+++ RECORDS SHOWN +++

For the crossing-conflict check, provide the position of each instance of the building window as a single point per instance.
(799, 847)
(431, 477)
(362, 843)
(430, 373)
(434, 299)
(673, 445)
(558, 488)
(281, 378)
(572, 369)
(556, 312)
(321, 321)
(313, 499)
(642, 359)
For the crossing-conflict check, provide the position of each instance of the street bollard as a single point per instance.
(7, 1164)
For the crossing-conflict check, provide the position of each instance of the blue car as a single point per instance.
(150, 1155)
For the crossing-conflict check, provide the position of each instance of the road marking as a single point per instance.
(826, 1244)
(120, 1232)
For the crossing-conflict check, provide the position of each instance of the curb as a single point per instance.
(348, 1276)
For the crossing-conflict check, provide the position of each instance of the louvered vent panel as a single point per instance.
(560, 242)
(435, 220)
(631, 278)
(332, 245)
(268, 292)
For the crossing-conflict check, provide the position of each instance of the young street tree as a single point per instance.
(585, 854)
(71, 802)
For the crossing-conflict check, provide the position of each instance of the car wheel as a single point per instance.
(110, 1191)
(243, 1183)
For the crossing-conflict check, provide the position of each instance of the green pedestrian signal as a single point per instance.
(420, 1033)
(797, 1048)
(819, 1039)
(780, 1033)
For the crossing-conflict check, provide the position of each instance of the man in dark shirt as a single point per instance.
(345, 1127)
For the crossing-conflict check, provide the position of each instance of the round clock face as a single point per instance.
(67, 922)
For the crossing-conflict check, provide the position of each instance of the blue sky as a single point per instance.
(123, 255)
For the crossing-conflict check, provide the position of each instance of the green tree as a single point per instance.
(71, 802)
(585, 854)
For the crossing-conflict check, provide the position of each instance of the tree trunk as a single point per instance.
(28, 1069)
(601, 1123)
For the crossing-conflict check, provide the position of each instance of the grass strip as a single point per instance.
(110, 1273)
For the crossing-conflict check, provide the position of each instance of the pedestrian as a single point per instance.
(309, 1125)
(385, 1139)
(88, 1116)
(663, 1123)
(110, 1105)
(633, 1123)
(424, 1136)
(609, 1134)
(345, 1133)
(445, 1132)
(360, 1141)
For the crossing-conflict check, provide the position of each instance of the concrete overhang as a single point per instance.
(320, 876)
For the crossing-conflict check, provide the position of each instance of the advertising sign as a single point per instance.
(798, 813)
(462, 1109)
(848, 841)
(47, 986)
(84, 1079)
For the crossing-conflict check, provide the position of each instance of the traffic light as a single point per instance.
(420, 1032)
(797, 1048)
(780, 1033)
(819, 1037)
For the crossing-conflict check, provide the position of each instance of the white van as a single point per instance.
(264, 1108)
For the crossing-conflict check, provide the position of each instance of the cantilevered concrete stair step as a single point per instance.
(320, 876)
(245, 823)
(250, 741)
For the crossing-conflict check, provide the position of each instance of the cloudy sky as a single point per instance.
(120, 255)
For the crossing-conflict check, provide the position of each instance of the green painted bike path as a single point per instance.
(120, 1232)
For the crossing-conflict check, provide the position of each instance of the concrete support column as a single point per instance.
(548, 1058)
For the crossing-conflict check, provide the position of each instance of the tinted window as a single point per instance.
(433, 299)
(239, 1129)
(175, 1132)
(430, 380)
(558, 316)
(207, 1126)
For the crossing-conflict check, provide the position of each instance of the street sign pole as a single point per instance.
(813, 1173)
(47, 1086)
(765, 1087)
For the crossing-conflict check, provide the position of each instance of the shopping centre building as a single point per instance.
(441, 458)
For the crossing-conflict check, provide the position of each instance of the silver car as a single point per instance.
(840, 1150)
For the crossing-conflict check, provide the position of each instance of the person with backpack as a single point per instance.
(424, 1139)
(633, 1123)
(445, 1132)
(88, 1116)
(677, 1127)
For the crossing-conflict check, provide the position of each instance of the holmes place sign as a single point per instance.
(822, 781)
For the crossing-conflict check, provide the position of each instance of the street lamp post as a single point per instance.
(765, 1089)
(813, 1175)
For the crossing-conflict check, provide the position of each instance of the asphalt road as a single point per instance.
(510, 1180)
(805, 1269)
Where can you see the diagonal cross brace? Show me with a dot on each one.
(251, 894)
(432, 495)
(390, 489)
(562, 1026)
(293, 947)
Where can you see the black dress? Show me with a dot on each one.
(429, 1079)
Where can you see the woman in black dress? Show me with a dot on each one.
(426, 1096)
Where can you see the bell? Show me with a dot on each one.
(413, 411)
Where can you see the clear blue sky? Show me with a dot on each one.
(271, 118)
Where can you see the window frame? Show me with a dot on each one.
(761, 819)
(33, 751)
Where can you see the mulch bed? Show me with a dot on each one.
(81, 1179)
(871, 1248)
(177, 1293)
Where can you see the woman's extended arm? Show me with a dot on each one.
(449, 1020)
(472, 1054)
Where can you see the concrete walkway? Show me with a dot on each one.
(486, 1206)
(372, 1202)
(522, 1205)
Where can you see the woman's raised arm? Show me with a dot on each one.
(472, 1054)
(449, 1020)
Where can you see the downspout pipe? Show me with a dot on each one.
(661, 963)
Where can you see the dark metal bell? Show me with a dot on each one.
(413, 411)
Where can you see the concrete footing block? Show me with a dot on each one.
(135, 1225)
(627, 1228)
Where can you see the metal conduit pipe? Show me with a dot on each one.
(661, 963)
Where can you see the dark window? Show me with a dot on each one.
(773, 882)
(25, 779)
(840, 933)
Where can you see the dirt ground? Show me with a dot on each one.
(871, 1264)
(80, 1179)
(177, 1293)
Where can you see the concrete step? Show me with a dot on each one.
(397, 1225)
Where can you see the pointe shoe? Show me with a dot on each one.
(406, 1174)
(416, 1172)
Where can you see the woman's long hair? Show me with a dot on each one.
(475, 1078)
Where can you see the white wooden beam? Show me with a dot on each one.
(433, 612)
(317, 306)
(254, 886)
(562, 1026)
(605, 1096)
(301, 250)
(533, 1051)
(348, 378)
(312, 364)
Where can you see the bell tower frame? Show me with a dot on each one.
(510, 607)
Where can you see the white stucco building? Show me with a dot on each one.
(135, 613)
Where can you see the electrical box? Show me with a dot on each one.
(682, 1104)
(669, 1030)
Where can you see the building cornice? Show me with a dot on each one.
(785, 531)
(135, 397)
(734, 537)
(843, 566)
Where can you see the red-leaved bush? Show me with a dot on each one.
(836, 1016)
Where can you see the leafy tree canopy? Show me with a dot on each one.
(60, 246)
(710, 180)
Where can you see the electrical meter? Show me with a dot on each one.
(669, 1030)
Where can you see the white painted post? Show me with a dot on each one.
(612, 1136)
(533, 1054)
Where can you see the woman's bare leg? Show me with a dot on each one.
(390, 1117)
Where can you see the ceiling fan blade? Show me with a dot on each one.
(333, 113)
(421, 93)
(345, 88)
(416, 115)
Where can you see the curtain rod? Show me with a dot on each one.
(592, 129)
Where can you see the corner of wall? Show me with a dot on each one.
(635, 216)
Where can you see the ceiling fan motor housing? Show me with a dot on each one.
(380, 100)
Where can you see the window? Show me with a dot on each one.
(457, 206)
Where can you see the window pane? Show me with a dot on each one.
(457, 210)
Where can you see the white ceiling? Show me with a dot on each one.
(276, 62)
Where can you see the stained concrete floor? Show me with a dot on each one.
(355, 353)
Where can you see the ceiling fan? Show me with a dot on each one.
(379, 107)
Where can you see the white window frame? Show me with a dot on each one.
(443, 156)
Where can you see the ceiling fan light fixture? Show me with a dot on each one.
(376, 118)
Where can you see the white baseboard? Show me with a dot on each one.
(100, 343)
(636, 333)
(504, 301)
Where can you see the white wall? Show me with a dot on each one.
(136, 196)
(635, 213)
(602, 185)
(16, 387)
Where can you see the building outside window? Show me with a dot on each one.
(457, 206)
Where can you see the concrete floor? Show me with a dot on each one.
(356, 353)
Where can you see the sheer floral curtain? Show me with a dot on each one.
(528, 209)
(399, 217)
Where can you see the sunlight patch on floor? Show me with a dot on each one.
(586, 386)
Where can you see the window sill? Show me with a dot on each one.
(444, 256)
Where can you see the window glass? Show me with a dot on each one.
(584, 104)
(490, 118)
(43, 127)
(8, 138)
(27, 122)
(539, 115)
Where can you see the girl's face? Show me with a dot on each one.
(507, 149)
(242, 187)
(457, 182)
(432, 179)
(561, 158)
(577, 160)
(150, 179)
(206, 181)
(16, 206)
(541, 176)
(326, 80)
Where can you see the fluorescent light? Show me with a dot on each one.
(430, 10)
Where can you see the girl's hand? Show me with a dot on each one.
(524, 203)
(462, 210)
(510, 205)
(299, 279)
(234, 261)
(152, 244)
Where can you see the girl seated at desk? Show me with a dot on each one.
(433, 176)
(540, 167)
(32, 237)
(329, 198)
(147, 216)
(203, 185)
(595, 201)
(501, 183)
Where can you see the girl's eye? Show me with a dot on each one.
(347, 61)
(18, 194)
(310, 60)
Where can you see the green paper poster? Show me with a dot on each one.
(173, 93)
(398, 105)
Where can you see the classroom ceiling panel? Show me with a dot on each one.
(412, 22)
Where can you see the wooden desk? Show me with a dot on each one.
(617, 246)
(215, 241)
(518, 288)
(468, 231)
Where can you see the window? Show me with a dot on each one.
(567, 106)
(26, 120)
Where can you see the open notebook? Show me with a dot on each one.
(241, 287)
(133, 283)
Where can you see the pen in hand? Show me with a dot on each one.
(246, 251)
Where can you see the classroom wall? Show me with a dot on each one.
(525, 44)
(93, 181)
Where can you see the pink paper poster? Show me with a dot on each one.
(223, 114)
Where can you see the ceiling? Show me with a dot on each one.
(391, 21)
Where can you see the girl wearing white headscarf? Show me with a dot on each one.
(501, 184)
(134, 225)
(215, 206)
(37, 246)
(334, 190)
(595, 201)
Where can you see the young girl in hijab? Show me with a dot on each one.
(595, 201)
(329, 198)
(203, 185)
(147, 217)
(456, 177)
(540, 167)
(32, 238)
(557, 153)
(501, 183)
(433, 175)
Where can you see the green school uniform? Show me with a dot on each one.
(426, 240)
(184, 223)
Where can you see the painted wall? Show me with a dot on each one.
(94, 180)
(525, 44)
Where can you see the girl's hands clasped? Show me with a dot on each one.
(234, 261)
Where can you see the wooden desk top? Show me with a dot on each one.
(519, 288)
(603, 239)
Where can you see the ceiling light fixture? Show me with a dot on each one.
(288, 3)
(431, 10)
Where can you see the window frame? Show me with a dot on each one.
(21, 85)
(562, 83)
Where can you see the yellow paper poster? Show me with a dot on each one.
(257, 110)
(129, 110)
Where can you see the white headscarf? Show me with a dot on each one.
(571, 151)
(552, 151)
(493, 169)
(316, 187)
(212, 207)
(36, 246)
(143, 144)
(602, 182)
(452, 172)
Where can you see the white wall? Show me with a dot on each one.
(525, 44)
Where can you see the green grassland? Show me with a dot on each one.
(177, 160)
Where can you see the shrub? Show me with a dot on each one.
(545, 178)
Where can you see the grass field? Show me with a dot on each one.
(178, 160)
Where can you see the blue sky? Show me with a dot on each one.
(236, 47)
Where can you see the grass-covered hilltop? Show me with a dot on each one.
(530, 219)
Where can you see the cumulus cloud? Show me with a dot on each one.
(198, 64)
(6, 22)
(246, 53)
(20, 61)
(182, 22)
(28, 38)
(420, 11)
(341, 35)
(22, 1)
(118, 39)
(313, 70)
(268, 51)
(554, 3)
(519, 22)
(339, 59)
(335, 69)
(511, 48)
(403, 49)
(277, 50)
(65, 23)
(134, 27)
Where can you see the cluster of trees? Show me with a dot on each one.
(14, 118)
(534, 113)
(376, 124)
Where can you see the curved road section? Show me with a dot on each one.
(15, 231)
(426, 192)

+++

:: WHAT YOU HAVE TO DO ::
Exactly the lines from the one containing "Where can you see the white headscarf?" through the final line of the records above are needed, copied word for word.

:: RESPONSE ::
Where can you see the white headscarf? Show me with a dot on each one.
(571, 151)
(552, 151)
(493, 169)
(316, 187)
(212, 207)
(36, 246)
(143, 144)
(602, 182)
(452, 172)
Where can you see the white wall? Show me with a dot on each one.
(525, 44)
Where can you see the green grassland? Show me with a dot on each one.
(177, 160)
Where can you see the shrub? Show me with a dot on each one.
(545, 178)
Where can you see the grass field? Show me with a dot on each one.
(178, 160)
Where can you see the blue sky? Show me with a dot on each one.
(236, 47)
Where can you see the grass-covered hilltop? Show me with a dot on each one.
(530, 219)
Where can you see the cumulus cloud? Show me with a dot on each one.
(198, 64)
(6, 22)
(246, 53)
(20, 61)
(182, 22)
(28, 38)
(420, 11)
(341, 35)
(22, 1)
(118, 39)
(313, 70)
(268, 51)
(554, 3)
(519, 22)
(339, 59)
(335, 69)
(511, 48)
(403, 49)
(277, 50)
(65, 23)
(134, 27)
Where can you see the cluster of trees? Show me with a dot on each one.
(14, 118)
(534, 113)
(376, 124)
Where can you see the curved road section? Show me with a dot on each one.
(15, 231)
(426, 192)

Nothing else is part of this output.